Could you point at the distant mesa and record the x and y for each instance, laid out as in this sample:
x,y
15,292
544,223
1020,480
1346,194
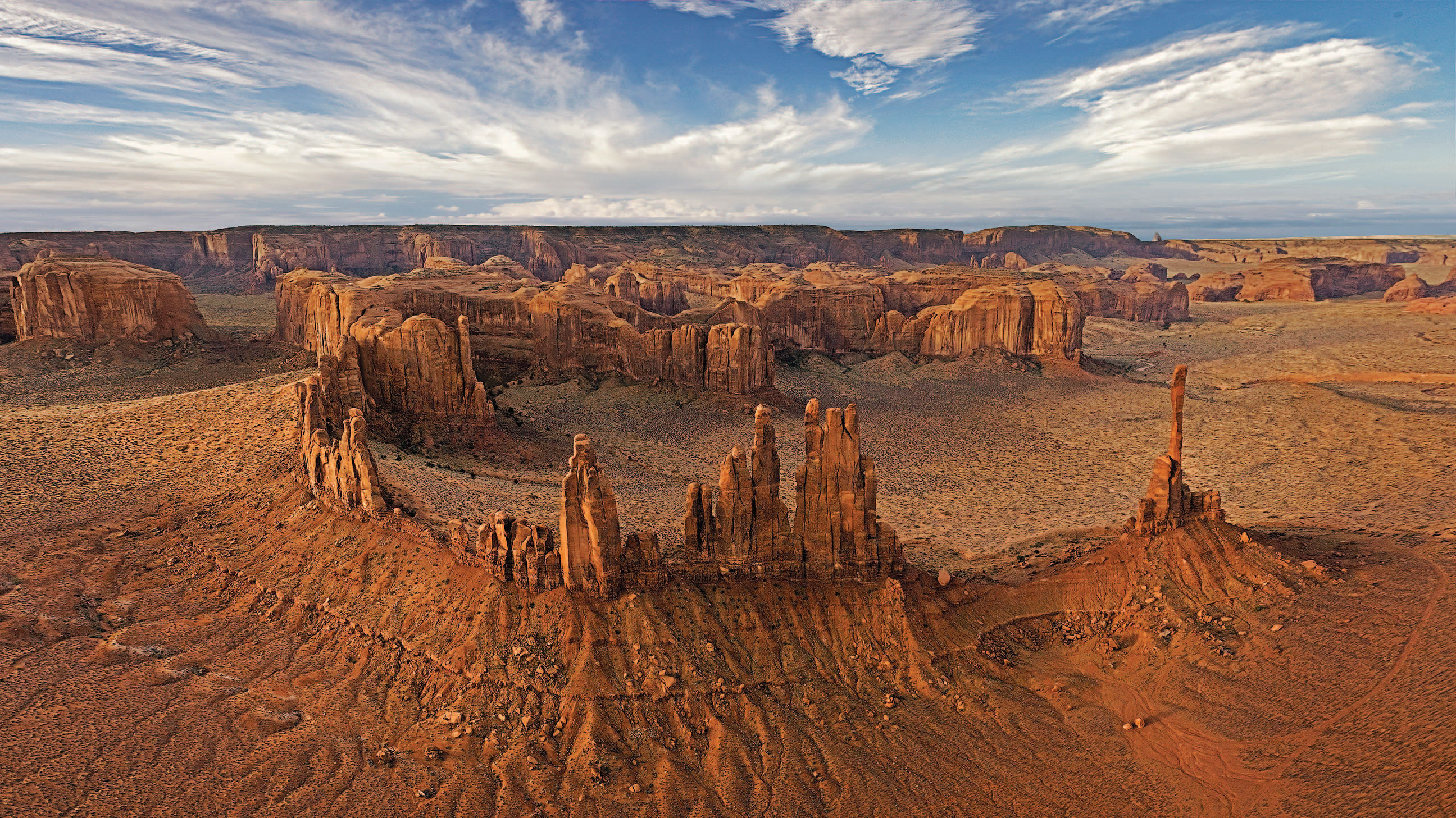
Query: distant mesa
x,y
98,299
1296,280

[What to produce]
Please print the items above word for word, leaving the pictures out of your answer.

[Task result]
Could you point at the distant mesa and record the x and y for each instance, laid out as in this sample:
x,y
15,292
544,223
1020,480
1346,194
Query: distant mesa
x,y
98,299
1296,280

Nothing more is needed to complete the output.